__Problem to solve__.
All the entries that follow are to be returned exactly.

__Task inputs__.
Segment Open

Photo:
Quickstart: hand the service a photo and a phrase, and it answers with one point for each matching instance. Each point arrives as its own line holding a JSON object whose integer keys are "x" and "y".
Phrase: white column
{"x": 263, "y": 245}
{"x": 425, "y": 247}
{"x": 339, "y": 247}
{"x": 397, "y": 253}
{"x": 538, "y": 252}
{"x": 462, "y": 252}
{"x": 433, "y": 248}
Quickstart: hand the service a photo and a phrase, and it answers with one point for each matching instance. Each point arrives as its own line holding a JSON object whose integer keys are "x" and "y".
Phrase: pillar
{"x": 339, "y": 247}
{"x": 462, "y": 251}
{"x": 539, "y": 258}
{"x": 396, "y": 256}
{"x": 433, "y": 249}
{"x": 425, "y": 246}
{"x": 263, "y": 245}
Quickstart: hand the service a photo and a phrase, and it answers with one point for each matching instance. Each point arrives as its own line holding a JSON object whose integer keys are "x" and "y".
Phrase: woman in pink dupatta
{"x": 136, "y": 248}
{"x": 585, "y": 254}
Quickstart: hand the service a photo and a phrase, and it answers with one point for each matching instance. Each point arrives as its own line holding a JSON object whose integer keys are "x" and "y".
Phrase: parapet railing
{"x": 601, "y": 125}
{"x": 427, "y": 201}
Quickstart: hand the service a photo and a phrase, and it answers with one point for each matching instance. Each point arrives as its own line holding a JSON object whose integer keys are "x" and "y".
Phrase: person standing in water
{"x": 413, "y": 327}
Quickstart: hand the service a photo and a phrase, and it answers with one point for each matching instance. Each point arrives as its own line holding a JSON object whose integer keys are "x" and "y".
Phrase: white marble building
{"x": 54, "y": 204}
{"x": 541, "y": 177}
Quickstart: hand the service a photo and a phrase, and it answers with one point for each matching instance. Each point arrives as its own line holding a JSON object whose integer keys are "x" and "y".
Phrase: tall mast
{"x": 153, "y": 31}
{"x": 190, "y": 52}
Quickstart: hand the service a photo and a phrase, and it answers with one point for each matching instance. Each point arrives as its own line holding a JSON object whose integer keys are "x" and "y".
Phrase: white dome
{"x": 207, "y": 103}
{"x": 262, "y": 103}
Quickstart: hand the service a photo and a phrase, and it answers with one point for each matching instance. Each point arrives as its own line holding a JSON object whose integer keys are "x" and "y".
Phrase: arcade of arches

Segment Closed

__Task solution__.
Photo:
Quickstart: hand the service a photo and a phrase, and it answers with one point for each matching instance. Each point arrives as its own line holding a JSON object whose integer keys are "x" and "y".
Phrase: white column
{"x": 263, "y": 245}
{"x": 425, "y": 247}
{"x": 339, "y": 247}
{"x": 397, "y": 253}
{"x": 538, "y": 252}
{"x": 462, "y": 252}
{"x": 433, "y": 248}
Quickstart: hand the service a photo and a phrase, and it answers with one point for each matching instance. Each point arrives as its own line holding a JSON object whose integer keys are "x" and "y".
Phrase: pillar
{"x": 339, "y": 247}
{"x": 462, "y": 251}
{"x": 539, "y": 258}
{"x": 396, "y": 256}
{"x": 433, "y": 249}
{"x": 425, "y": 246}
{"x": 263, "y": 245}
Quickstart: hand the service a photo and a phrase, and it answers with one point for each matching instance. Each point arrives as its own line holding a JSON object whose integer keys are "x" and "y".
Phrase: woman in pink dupatta
{"x": 136, "y": 248}
{"x": 585, "y": 254}
Quickstart: hand the service a photo and a phrase, and it answers with one point for each matching instance. Each point arrives as its own line holding a JSON object whose integer keys are "x" and "y".
Phrase: parapet railing
{"x": 601, "y": 125}
{"x": 427, "y": 201}
Quickstart: hand the service a photo and a phrase, and it answers with one point for each matching instance. Each point arrives as its own line holding a JSON object whose integer keys are "x" and "y".
Phrase: person standing in water
{"x": 413, "y": 327}
Quickstart: hand the service a photo and a phrase, and it answers with one point for each matching instance. Each point arrives as its own line holding a JSON object whose integer keys are "x" and "y".
Phrase: white marble building
{"x": 54, "y": 204}
{"x": 541, "y": 177}
Quickstart: hand the service a photo and a phrase, and it answers with one point for each matching instance. Each point arrives as its own line holding a JSON object whose integer keys are "x" and "y".
Phrase: tall mast
{"x": 153, "y": 31}
{"x": 190, "y": 52}
Quickstart: hand the service a photo and a phrase, and it answers with one point for each matching instance. Each point arrives as its own line holding a JSON object whose integer keys are "x" and "y".
Phrase: white dome
{"x": 207, "y": 103}
{"x": 262, "y": 103}
Quickstart: hand the service a photo and a phrase, and it answers with one point for each matching instance. Each point arrives as its own line holding a JSON object whose integer keys are "x" and "y".
Phrase: arcade of arches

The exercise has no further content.